• 読む文章:

次に、リカバリ・サービスおよび関連リソースへのアクセスを有効にするポリシーを設定します。

この設定をすると、サポートされているOCIデータベース・サービスでデータ保護にリカバリ・サービスを使用できるようになります。

リカバリ・サービスの使用に必要なポリシー・ステートメント
以下のポリシーを設定してきます。

No. ポリシー・ステートメント 作成場所 説明
1 Allow group <グループ名> to manage all-resources in compartment <コンパートメント>   コンパートメント管理者ポリシー
2 Allow service database to manage recovery-service-family in tenancy Root Compartment リカバリ・サービス作成に必要なポリシー。OCI Databaseサービスは、コンパートメント内の保護されたデータベース、保護ポリシーおよびリカバリ・サービス・サブネットにアクセスできます。

• データセット部分:
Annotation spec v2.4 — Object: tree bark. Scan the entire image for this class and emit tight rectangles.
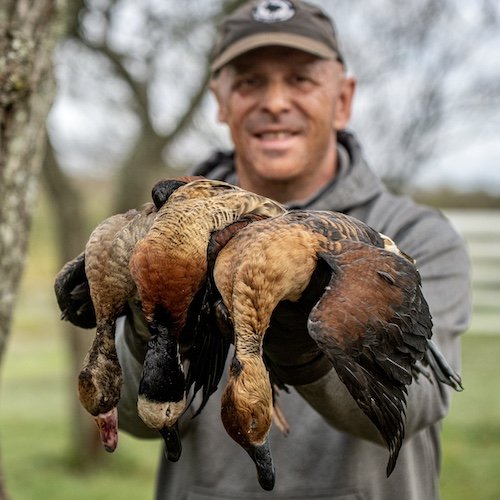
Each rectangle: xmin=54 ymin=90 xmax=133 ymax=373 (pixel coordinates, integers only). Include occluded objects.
xmin=42 ymin=143 xmax=104 ymax=468
xmin=0 ymin=0 xmax=65 ymax=499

• やること:
A: リカバリ・サービスに関する文章を読んで、次の問いに答えて。
(i) この設定をすると、どの場面でリカバリ・サービスを使えるようになるか。
(ii) No.2のポリシー・ステートメントの作成場所はどこか。
(iii) No.1のポリシー・ステートメントの説明には何とあるか。
B: リカバリ・サービスに関する文章で、OCI Databaseサービスがコンパートメント内でアクセスできるとされているものを、漏れなくすべて挙げてください。
C: リカバリ・サービスに関する文章の続きを、最後の文のあとから書き足して。

• 回答:
A:
(i) サポートされているOCIデータベース・サービスでのデータ保護
(ii) Root Compartment
(iii) コンパートメント管理者ポリシー

B: 保護されたデータベース、保護ポリシー、リカバリ・サービス・サブネット

C:
3 Allow service database to manage tag-namespaces in tenancy Root Compartment リカバリ・サービス作成に必要なポリシー。OCI Databaseサービスでテナンシのタグ・ネームスペースにアクセスできます。
4 Allow service rcs to manage recovery-service-family in tenancy Root Compartment リカバリ・サービス作成に必要なポリシー。リカバリ・サービスが、コンパートメント内の保護されたデータベース、リカバリ・サービス・サブネットおよび保護ポリシーにアクセスして管理できるようにします。 
5 Allow service rcs to manage virtual-network-family in tenancy Root Compartment リカバリ・サービス作成に必要なポリシー。リカバリ・サービスがコンパートメント内の各データベースVCN内のプライベート・サブネットにアクセスして管理できるようにします。
6 Allow group <グループ名> to manage recovery-service-family in tenancy Root Compartment 指定したグループのユーザーがすべてのリカバリ・サービス・リソースにアクセスできるようにします。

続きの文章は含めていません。